━━ PASSAGE TO READ ━━

Hacker News new | ask | show | jobs
by satvikpendem 76 days ago
Sometimes I don't want creativity though, I'm just not familiar enough with the solution space and I use the LLM as a sort of gradient descent simulator to the right solution to my problem (the LLM which itself used gradient descent when trained, meta, I know). I am not looking for wholly new solutions, just one that fits the problem the best, just as one could Google that information but LLMs save even that searching time.
1 comments

> I'm just not familiar enough with the solution space

Neither is the LLM

(Trying to find where you might still see this)

I've read the thread and in my mind you're missing that LLMs increase the surface area of visibility of a thing. It's a probe. It adds known unknowns to your train of thought. It doesn't need to be "creative" about it. It doesn't need to be complete or even "right". You can validate the unknown unknown since it is now known. It doesn't need to have a measured opinion (even though it acts as it does), it's really just topography expansion. We're getting in the weeds of creativity and idea synthesis, but if something is net-new to you right now in your topography map, what's so bad about attributing relative synthesis to the AI?

━━━
━━ MATERIAL SHOWN ━━

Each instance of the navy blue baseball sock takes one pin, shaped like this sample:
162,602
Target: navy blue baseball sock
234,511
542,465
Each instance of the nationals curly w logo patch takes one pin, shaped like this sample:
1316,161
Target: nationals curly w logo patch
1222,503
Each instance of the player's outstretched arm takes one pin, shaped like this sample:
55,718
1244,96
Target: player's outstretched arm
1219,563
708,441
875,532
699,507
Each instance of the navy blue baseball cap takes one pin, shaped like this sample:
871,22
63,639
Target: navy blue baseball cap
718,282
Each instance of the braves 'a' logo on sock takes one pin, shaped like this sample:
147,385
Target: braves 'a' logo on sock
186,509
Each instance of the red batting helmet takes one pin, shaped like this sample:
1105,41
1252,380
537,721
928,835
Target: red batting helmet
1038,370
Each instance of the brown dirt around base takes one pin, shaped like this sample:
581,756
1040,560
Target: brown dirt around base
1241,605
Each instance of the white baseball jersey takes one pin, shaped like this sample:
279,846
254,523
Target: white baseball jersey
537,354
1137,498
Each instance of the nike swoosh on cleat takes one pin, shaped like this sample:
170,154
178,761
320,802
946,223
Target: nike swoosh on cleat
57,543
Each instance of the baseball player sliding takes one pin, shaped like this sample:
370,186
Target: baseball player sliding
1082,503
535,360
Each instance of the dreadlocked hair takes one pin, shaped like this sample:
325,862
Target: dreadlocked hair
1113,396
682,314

━━━
━━ MATERIAL SHOWN ━━

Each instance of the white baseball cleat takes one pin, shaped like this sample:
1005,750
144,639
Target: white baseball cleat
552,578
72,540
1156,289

━━━

# ACTIONS TO TAKE
[a] Duplicate the portion of the Hacker News thread that begins at the words "Hacker News new" and stops after "still see this)".
[b] In the Hacker News thread, the reply lists what an LLM doesn't need to be or have. Name every item on that list.
Nothing asked here draws on the dataset entries.

# TASK-BY-TASK OUTPUTS
[a]
Hacker News new | ask | show | jobs
by satvikpendem 76 days ago
Sometimes I don't want creativity though, I'm just not familiar enough with the solution space and I use the LLM as a sort of gradient descent simulator to the right solution to my problem (the LLM which itself used gradient descent when trained, meta, I know). I am not looking for wholly new solutions, just one that fits the problem the best, just as one could Google that information but LLMs save even that searching time.
1 comments

> I'm just not familiar enough with the solution space

Neither is the LLM

(Trying to find where you might still see this)

[b]
- Be "creative" about it
- Be complete or even "right"
- Have a measured opinion